Skip the pictures. Repeat everything else in the records word for word.

···

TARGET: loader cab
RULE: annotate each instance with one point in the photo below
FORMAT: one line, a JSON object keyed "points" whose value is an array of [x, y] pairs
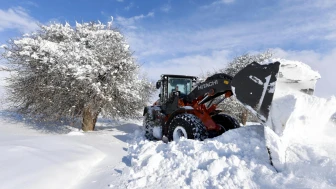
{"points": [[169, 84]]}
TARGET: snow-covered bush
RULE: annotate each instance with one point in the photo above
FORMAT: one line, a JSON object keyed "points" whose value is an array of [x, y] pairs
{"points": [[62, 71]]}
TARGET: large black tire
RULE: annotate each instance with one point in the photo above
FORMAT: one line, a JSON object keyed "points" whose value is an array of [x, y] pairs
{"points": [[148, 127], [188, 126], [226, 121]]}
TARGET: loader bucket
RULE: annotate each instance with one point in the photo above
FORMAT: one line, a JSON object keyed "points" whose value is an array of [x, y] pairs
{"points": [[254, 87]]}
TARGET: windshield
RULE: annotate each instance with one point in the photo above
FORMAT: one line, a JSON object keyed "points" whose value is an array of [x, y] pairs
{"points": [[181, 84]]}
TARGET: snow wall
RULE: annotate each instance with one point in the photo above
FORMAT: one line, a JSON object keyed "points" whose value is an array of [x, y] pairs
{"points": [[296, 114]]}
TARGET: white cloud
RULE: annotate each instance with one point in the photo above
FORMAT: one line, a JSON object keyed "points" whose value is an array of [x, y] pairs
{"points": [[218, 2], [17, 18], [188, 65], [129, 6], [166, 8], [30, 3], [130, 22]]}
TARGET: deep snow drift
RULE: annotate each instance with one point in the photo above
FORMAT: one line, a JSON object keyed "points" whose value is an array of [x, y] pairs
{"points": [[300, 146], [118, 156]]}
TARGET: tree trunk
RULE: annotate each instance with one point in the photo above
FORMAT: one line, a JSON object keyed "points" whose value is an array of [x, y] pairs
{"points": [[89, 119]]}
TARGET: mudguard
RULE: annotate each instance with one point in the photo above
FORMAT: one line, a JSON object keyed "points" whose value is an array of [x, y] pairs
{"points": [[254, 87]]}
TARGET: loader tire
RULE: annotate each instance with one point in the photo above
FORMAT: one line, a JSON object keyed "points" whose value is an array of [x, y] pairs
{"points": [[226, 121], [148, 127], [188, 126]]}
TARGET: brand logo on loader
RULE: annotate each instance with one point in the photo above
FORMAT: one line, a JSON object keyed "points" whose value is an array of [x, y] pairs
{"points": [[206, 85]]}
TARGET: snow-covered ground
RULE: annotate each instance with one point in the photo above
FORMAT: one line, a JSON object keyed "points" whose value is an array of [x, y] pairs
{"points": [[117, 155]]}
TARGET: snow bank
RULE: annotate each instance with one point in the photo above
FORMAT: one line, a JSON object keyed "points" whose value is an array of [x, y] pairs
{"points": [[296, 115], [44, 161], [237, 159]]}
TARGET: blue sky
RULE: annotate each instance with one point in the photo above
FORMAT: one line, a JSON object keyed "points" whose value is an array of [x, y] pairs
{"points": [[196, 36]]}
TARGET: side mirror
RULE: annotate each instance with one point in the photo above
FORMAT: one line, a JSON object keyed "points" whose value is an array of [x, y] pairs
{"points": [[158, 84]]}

···

▸ **TASK ANSWER**
TARGET: loader cab
RULE: annotate each instance with one point in the photo below
FORMAT: one line, a JSON object keyed "points" whose value is an array of [x, y] pairs
{"points": [[169, 84]]}
TARGET: snow-covered bush
RULE: annotate each instance with one point in the photo above
FORMAT: one line, a JSON object keyed "points" whose value is an array of [x, y] pairs
{"points": [[62, 71]]}
TARGET: large black tire
RULE: annotate each instance with one point in the photo above
FORMAT: one line, a JSON object keyed "points" whose value is an array of [x, y] pairs
{"points": [[148, 127], [188, 126], [226, 121]]}
TARGET: loader bucket
RULE: annotate each instance with one point in the photo above
FORMAT: one line, a JSON object keyed "points" whose value is an array of [x, y] pairs
{"points": [[254, 87]]}
TARGET: windshield
RULE: annotate each instance with one point in the photo above
FORMAT: one line, a JSON object keyed "points" whose value is an array of [x, y] pairs
{"points": [[181, 84]]}
TARGET: snow wall
RULE: annotate each instance with one point in the photo above
FORMAT: one line, a JSON object keyed "points" whose value is an array of [x, y] pairs
{"points": [[296, 114]]}
TARGET: white cloud
RULE: annotate each instance with one point in the photo above
FORMAT: one line, a JSON object keyed "points" whose value is an array of [x, y] pairs
{"points": [[218, 2], [17, 18], [188, 65], [129, 6], [166, 8], [30, 3], [130, 22]]}
TARGET: deep snow drift
RULE: annotate each instance with one point in the photo above
FORMAT: one line, a JSON object keyed "points" whose value is an array of [x, y] pairs
{"points": [[300, 146], [118, 156]]}
TARGET: tree trunk
RULE: annotate each instance with one point in the photo above
FORMAT: one line, a JSON object keyed "points" whose value is an array of [x, y] pairs
{"points": [[89, 119]]}
TARGET: mudguard
RULE: annotate each instance with one point in the photo above
FORMAT: one line, a JSON object keyed "points" whose value is an array of [x, y] pairs
{"points": [[254, 87]]}
TARGET: loader tire
RULE: annotate each instance with one point in the photo above
FORMAT: one line, a JSON object keyed "points" whose value is an array of [x, y] pairs
{"points": [[226, 121], [148, 127], [188, 126]]}
TARGET: brand logo on loader
RULE: annotate each instance with one point in the photo above
FORMAT: one line, a JSON object keyed "points" whose value is an array of [x, y] pairs
{"points": [[206, 85]]}
TARGET: snow-covered ground
RULE: annotate each instance with one point in the photo above
FORMAT: one line, a JSON object keyed "points" whose value is an array of [x, y] pairs
{"points": [[117, 155]]}
TARGET: snow bank
RULE: annotate each instance with one point in the photo above
FORMAT: one line, a JSON object keyed "points" whose value is an array of [x, y] pairs
{"points": [[296, 115], [44, 161], [237, 159]]}
TARGET: blue sky
RULE: annotate each instance with one point in the photo above
FORMAT: one line, a JSON object keyed "points" whose value is an array of [x, y] pairs
{"points": [[196, 36]]}
TARGET: side mirror
RULE: annotate each instance with one point in the photo above
FORMAT: one line, a JSON object keyed "points" whose value is an array of [x, y] pairs
{"points": [[158, 84]]}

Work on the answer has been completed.